*Directive*
Present every line of the listing below as a numbered list, omitting blank lines.

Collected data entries
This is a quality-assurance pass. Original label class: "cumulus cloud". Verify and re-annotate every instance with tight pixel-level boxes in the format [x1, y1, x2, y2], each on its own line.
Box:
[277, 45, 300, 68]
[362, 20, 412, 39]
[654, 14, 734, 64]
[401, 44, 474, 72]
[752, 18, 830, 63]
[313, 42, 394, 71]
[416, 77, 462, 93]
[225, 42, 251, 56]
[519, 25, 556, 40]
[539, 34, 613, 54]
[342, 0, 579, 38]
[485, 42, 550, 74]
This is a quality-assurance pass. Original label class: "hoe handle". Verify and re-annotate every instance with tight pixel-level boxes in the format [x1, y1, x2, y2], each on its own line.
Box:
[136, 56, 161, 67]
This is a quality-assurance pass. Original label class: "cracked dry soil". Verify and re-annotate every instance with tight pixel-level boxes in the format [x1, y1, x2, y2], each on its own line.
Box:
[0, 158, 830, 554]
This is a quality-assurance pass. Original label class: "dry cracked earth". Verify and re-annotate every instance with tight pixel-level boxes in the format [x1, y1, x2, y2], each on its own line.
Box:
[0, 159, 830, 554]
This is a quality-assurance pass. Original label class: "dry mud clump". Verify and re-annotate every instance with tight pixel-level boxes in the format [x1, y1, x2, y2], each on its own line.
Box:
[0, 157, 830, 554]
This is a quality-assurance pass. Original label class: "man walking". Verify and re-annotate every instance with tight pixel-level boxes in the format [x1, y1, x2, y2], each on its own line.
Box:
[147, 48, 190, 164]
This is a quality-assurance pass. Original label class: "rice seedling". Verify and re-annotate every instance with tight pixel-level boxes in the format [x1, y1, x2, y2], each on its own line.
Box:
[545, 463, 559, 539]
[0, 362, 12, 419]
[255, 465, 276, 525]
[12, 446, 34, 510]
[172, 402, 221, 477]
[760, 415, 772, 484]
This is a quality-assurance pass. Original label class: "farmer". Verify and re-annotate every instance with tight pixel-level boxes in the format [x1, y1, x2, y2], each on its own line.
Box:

*Exercise output*
1. This is a quality-assurance pass. Original label class: "cumulus cloud". Verify and re-annotate every instance with tight pixel-level boxes in the format [x1, y1, x2, y2], each on its own line.
2. Box:
3. [277, 45, 300, 68]
4. [362, 20, 412, 39]
5. [654, 14, 734, 64]
6. [401, 44, 474, 72]
7. [752, 18, 830, 63]
8. [313, 42, 394, 71]
9. [416, 77, 462, 93]
10. [225, 42, 251, 56]
11. [519, 25, 556, 40]
12. [539, 34, 613, 54]
13. [342, 0, 579, 38]
14. [485, 42, 550, 74]
15. This is a quality-assurance pass. Original label class: "hoe handle". Verify and re-annotate every instance with tight pixel-level boxes in the format [x1, y1, x2, y2], each on its own line.
16. Box:
17. [136, 56, 161, 67]
18. This is a quality-assurance pass. Original label class: "cracked dry soil". Verify and re-annotate every instance with tight pixel-level boxes in the format [x1, y1, x2, y2], each on its own line.
19. Box:
20. [0, 158, 830, 554]
21. This is a quality-assurance pass. Original label class: "dry cracked earth". Verify and re-annotate every instance with tight pixel-level boxes in the format [x1, y1, x2, y2], each on its own line.
22. Box:
23. [0, 159, 830, 554]
24. This is a quality-assurance pass. Original label class: "dry mud clump". Verify and re-annotate every instance with tight pixel-level boxes in the format [x1, y1, x2, y2], each on its own line.
25. Box:
26. [0, 157, 830, 554]
27. This is a quality-assurance pass. Original label class: "man walking". Verify and re-annotate every instance with tight pixel-level boxes in the format [x1, y1, x2, y2], each on its own line.
28. Box:
29. [147, 48, 190, 164]
30. This is a quality-assurance pass. Original label class: "rice seedling". Verify and re-annotate every instance with tight pixel-level boxes in the format [x1, y1, x2, y2], each on its own line.
31. Box:
32. [545, 463, 559, 539]
33. [0, 362, 12, 419]
34. [255, 465, 276, 525]
35. [12, 446, 34, 510]
36. [172, 402, 221, 477]
37. [760, 415, 772, 484]
38. This is a quality-assurance pass. Original label class: "farmer". Verify and re-annotate every instance with tight pixel-level boxes in the format [x1, y1, x2, y2], each on its own line.
39. Box:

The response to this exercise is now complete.